Stated task >> Could you write out again the lines starting with the one containing "Data-labeling checklist — object class = white bedding." and going on through the one containing "82,83,322,268", adding 42 to every bounding-box coordinate in the answers but leaving all other text and numbers, including the format samples, unchanged?

....

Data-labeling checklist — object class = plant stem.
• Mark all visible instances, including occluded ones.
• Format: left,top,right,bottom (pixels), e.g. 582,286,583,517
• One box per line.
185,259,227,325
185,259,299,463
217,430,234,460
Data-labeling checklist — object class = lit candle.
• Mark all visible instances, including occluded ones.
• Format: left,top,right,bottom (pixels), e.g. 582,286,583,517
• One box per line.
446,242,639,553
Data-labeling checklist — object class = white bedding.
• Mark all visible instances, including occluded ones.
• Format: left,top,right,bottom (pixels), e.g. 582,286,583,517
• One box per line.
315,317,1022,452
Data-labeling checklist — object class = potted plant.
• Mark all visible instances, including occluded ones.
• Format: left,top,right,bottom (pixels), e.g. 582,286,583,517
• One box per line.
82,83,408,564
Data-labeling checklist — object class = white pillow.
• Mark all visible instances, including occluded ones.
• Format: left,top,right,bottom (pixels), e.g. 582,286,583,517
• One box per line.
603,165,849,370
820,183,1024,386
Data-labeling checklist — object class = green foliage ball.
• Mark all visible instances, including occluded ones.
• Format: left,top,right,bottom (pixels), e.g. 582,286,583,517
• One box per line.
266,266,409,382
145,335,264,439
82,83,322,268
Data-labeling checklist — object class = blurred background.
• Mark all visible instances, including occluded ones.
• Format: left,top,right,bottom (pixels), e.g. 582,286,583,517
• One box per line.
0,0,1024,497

....

Answer in full >>
Data-labeling checklist — object class = white bedding.
• Mark all visible instances, including occluded ones.
• Format: left,top,right,bottom (pixels), e.g. 582,286,583,517
• One box per line.
357,359,1064,494
Data-labeling checklist — object class = potted plant.
• Mark all visible instances, including occluded ones.
• Format: left,top,right,bottom (pixels), e.g. 582,286,583,517
• One box per line.
124,125,450,606
Data-labeling checklist — object class = white pillow.
• Mark all visible instances, including occluded ones.
• Format: left,top,right,bottom (pixels), e.g. 582,286,583,517
• One box per line.
645,207,891,412
862,225,1066,428
Data-labeling checklist — object class = green foliage ball.
• Mark all visible instances, including occluded ones.
• Format: left,top,right,bottom (pixels), e.g. 582,286,583,517
• One box per line.
308,308,451,424
187,377,306,481
124,125,364,310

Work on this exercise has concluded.